Work to do
Can you copy every one of the rows below line for line, changing nothing?

Dataset records

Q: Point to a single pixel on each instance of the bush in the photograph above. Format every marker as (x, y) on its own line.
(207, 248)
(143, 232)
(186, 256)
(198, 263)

Right answer
Q: Point to a single pixel on each instance of the bush in the photograph above. Format every marker as (x, y) on its own line.
(207, 248)
(143, 232)
(186, 256)
(198, 263)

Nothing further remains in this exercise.